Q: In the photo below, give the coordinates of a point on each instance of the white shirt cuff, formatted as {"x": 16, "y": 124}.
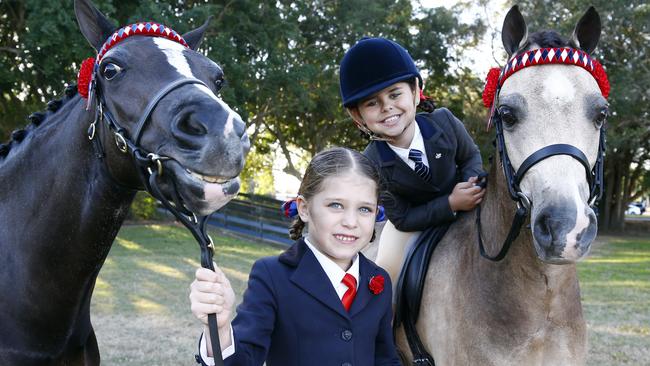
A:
{"x": 203, "y": 349}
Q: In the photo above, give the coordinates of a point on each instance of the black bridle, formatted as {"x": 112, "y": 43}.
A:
{"x": 149, "y": 167}
{"x": 513, "y": 179}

Activity — Nothing but the text of the listing should be set down, exactly, with the pictures left behind.

Exercise output —
Q: In the photo below, give the coordinates of a point on each instance of the white shirt cuff, formatted as {"x": 16, "y": 124}.
A:
{"x": 203, "y": 349}
Q: In the photo above, give the coordinates of a point on each instance of the black bridle, formatted as {"x": 112, "y": 43}.
A:
{"x": 149, "y": 167}
{"x": 513, "y": 179}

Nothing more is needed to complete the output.